READING TEXT ::
# # # #
Radically new global security architecture is needed to tackle the emerging problem of proliferation and terrorism. The old security structure has failed and it's time this is recognized if the world hopes to tackle the emerging challenges. India along with older nuclear powers should rise up to the challenge and offer ideas on a new construct of international security order that is suitable for the 21st century. Great powers not only challenge the status quo that is inimical to their interests but also provide responsible alternatives to managing the challenges facing the globe. It is time for India to respond to its rising global profile.

 

The major global powers need to explicitly acknowledge that the old nuclear regime is crumbling and without strong corrective measures, it faces a complete collapse. As of now, there's a perception that if somehow the extant problems vis-à-vis Iran and North Korea could be fixed, everything would be back to normal. What is not being realized is that these problems are merely symptomatic of the larger failure of the global nuclear order. Iran and North Korea are on the verge of going nuclear, not simply because they are "rogue" states. They are going nuclear because they have some very legitimate security concerns.
# # # #
SUPPLIED DATA ::
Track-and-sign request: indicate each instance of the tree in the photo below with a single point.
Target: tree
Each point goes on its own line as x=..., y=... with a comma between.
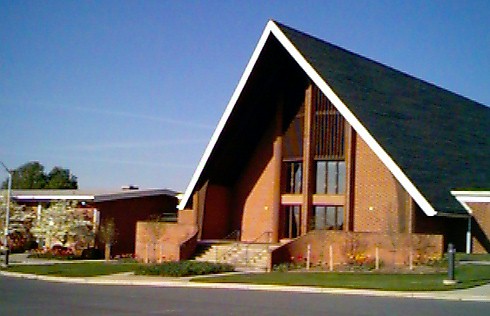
# # # #
TASK INSTRUCTIONS ::
A - In the global security text, rewrite the part from "The major global" to "legitimate security concerns.", changing "crumbling" to "disintegrating".
B - According to the global security text, why are Iran and North Korea going nuclear?
The listing has no connection to the text on global security architecture.

RESULTS OF THE TASKS ::
A -
The major global powers need to explicitly acknowledge that the old nuclear regime is disintegrating and without strong corrective measures, it faces a complete collapse. As of now, there's a perception that if somehow the extant problems vis-à-vis Iran and North Korea could be fixed, everything would be back to normal. What is not being realized is that these problems are merely symptomatic of the larger failure of the global nuclear order. Iran and North Korea are on the verge of going nuclear, not simply because they are "rogue" states. They are going nuclear because they have some very legitimate security concerns.

B - They have some very legitimate security concerns.